* [What you need to do]:
For each line below that contains the word "patio", make a copy.

* [Dataset extract]:
▶

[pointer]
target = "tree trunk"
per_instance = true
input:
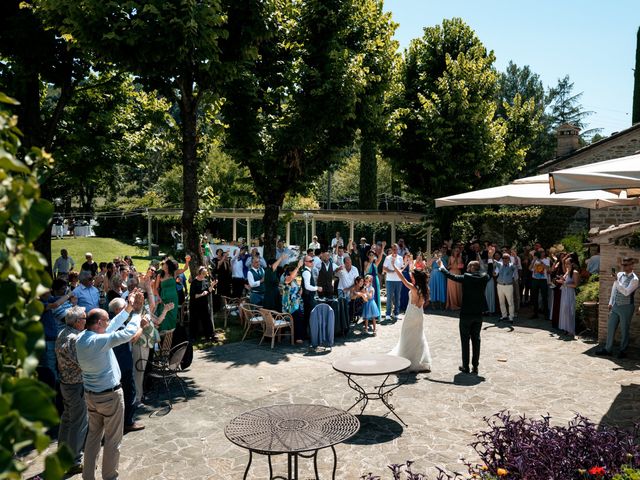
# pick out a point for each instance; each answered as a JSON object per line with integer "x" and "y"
{"x": 31, "y": 126}
{"x": 635, "y": 116}
{"x": 368, "y": 198}
{"x": 272, "y": 208}
{"x": 190, "y": 205}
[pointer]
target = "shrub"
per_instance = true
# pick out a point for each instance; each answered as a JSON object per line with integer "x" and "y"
{"x": 536, "y": 450}
{"x": 628, "y": 473}
{"x": 515, "y": 447}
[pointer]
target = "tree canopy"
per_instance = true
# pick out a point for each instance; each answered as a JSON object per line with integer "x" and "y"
{"x": 291, "y": 111}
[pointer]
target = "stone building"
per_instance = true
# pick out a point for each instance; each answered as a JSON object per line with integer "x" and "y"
{"x": 613, "y": 249}
{"x": 619, "y": 144}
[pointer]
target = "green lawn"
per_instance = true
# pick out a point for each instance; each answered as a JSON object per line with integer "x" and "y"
{"x": 103, "y": 250}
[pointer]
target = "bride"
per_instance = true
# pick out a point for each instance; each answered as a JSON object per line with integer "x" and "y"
{"x": 412, "y": 344}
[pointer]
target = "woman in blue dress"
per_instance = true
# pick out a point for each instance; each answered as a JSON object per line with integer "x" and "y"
{"x": 407, "y": 261}
{"x": 437, "y": 284}
{"x": 291, "y": 300}
{"x": 371, "y": 268}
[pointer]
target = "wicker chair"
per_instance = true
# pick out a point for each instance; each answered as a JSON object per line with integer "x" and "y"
{"x": 230, "y": 308}
{"x": 166, "y": 370}
{"x": 251, "y": 318}
{"x": 274, "y": 322}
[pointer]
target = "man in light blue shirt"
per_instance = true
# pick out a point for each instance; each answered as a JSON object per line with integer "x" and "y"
{"x": 101, "y": 379}
{"x": 504, "y": 272}
{"x": 88, "y": 296}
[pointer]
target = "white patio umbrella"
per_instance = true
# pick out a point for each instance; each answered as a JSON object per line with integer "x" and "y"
{"x": 535, "y": 191}
{"x": 619, "y": 176}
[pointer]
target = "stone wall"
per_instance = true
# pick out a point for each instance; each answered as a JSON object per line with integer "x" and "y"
{"x": 610, "y": 257}
{"x": 605, "y": 217}
{"x": 620, "y": 145}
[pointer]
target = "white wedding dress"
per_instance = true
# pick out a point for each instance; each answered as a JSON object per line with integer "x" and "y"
{"x": 412, "y": 344}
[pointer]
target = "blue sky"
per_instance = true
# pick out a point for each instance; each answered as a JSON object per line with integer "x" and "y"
{"x": 594, "y": 42}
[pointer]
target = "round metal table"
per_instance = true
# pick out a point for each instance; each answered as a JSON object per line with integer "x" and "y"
{"x": 372, "y": 365}
{"x": 293, "y": 429}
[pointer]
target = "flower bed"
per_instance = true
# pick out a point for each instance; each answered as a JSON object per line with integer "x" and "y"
{"x": 516, "y": 447}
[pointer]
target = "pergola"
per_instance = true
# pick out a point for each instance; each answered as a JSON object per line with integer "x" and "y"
{"x": 310, "y": 217}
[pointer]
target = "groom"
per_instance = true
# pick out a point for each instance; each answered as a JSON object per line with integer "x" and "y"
{"x": 473, "y": 304}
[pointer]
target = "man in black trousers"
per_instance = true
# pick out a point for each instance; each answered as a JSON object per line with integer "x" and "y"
{"x": 473, "y": 304}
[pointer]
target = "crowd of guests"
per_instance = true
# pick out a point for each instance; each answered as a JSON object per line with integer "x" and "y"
{"x": 101, "y": 325}
{"x": 543, "y": 279}
{"x": 104, "y": 321}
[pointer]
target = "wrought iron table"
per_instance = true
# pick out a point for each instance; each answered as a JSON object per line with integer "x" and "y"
{"x": 372, "y": 365}
{"x": 296, "y": 429}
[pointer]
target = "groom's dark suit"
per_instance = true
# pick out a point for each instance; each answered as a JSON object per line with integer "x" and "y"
{"x": 474, "y": 303}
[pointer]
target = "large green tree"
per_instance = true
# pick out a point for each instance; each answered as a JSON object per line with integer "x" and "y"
{"x": 291, "y": 111}
{"x": 449, "y": 136}
{"x": 635, "y": 115}
{"x": 35, "y": 63}
{"x": 172, "y": 47}
{"x": 27, "y": 409}
{"x": 380, "y": 56}
{"x": 565, "y": 106}
{"x": 522, "y": 103}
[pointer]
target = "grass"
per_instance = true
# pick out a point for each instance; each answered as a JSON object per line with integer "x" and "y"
{"x": 103, "y": 250}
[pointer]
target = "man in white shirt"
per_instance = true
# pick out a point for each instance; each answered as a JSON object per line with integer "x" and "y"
{"x": 346, "y": 274}
{"x": 282, "y": 250}
{"x": 340, "y": 256}
{"x": 63, "y": 265}
{"x": 309, "y": 290}
{"x": 621, "y": 307}
{"x": 238, "y": 279}
{"x": 393, "y": 282}
{"x": 336, "y": 241}
{"x": 314, "y": 245}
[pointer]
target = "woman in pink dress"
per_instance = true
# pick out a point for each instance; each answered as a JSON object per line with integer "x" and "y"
{"x": 454, "y": 289}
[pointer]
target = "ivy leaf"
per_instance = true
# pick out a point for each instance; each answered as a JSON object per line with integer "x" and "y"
{"x": 4, "y": 98}
{"x": 34, "y": 401}
{"x": 36, "y": 221}
{"x": 10, "y": 163}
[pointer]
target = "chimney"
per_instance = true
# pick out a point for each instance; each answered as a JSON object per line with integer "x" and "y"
{"x": 568, "y": 139}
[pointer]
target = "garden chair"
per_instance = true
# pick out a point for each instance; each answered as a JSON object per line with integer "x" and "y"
{"x": 166, "y": 339}
{"x": 230, "y": 308}
{"x": 274, "y": 322}
{"x": 184, "y": 313}
{"x": 251, "y": 317}
{"x": 166, "y": 370}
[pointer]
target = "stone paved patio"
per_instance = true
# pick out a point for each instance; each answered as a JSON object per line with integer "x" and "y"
{"x": 527, "y": 369}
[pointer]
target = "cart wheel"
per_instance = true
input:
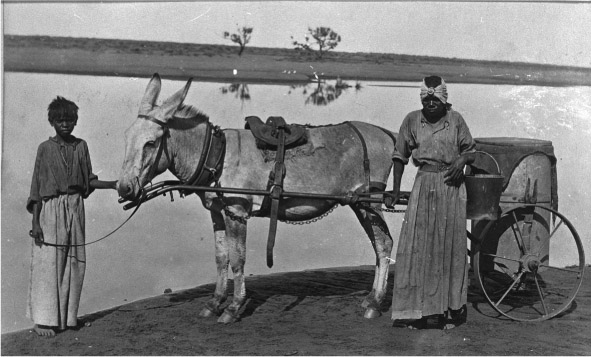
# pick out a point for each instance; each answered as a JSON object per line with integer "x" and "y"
{"x": 529, "y": 268}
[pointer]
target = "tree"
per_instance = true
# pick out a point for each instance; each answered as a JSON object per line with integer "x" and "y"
{"x": 323, "y": 40}
{"x": 242, "y": 37}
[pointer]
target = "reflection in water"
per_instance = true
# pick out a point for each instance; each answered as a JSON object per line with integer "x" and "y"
{"x": 240, "y": 91}
{"x": 324, "y": 93}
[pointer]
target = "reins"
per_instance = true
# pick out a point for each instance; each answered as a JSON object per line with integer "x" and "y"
{"x": 98, "y": 240}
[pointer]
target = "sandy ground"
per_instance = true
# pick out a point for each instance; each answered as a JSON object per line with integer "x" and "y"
{"x": 313, "y": 312}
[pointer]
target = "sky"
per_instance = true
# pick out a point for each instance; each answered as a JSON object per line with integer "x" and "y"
{"x": 543, "y": 32}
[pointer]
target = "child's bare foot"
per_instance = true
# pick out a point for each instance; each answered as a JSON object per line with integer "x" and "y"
{"x": 449, "y": 326}
{"x": 44, "y": 331}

◀

* [Solved exercise]:
target = "white patio umbrella"
target = "stone paved patio"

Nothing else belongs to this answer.